## Problem to solve
Scan the records below for the line containing "Would you be able to point to the black tubular" and the line containing "Would you be able to point to the red". Copy both, plus every line between, exactly.

## Data to examine

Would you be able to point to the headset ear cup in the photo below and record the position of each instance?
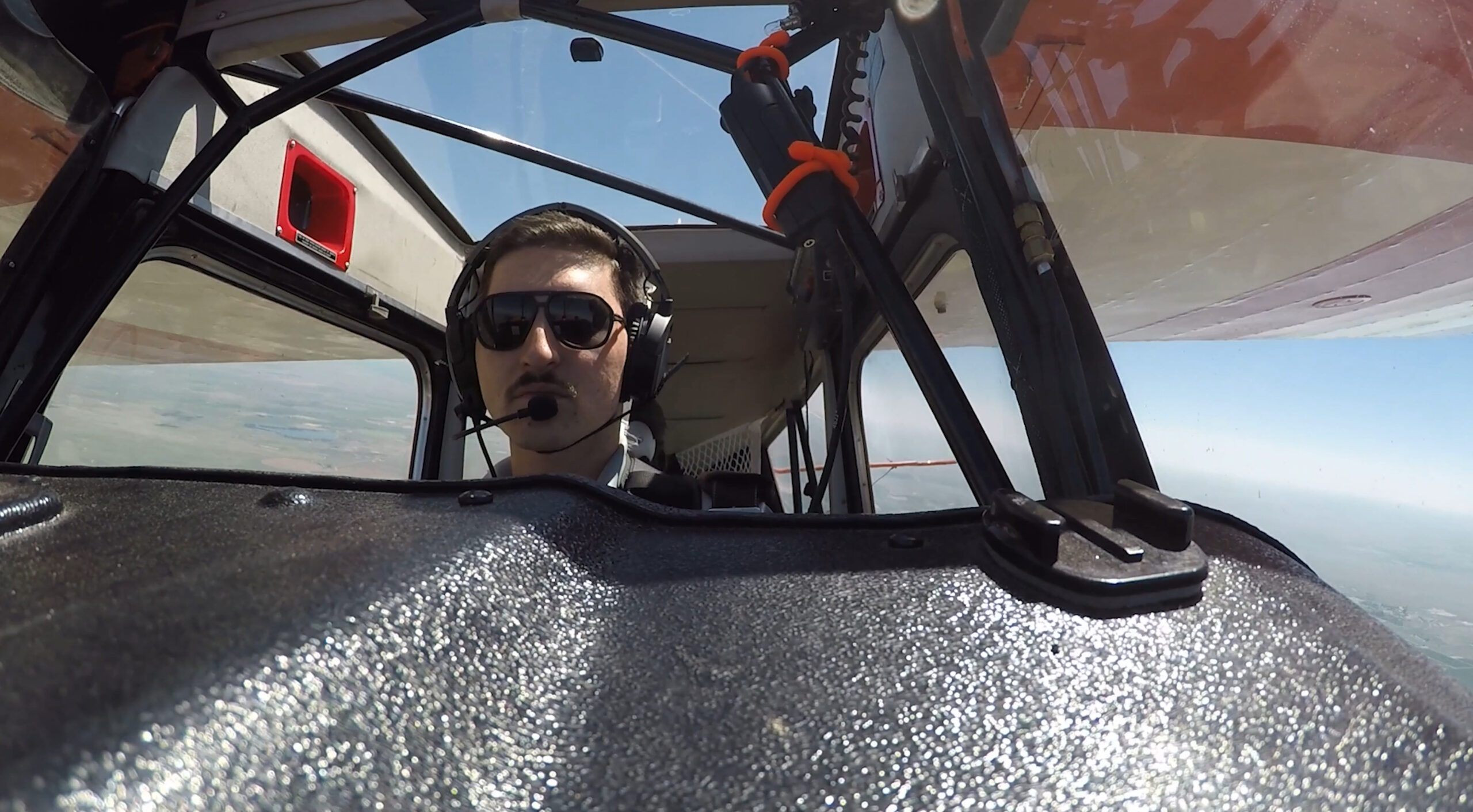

...

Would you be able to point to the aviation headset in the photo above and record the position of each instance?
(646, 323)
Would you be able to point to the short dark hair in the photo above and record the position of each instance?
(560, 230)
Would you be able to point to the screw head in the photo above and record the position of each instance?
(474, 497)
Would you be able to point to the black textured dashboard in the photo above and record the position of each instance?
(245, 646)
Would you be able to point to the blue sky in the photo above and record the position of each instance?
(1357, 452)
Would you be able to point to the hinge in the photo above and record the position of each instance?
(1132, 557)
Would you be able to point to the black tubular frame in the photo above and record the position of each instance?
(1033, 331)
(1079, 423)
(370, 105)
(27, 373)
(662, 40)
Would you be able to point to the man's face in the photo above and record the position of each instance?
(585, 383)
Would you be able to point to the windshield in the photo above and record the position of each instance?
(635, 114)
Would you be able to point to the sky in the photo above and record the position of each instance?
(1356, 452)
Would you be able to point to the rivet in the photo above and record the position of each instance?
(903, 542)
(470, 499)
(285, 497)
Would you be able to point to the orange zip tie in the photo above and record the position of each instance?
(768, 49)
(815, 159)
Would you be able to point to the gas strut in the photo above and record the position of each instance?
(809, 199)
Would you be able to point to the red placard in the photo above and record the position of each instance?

--

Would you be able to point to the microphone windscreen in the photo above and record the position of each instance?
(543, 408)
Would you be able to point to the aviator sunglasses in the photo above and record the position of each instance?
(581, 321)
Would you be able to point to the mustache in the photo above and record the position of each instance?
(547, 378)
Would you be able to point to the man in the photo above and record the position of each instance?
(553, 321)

## Result for this exercise
Would you be able to point to the black tubular frame in the photo above and record the position of each instance?
(1033, 331)
(1079, 423)
(370, 105)
(27, 373)
(662, 40)
Would you be able to point to the man's face in the photo above and record the position of each instance?
(585, 383)
Would you be able to point to the windshield in the photo above and record the position of each instance?
(635, 114)
Would you be able to point to the sky in the photo above and record the position of each instance?
(1356, 452)
Would you be able to point to the rivet in the photo above and record the position of each instance?
(903, 542)
(470, 499)
(285, 497)
Would you be able to point to the orange zip tie in the photo above and record the position of each instance?
(768, 49)
(815, 159)
Would you be able to point to the gas strut in the photo above and record the position of each instance?
(809, 199)
Would you be able to point to the red placard in the photo above and record the position of each instance?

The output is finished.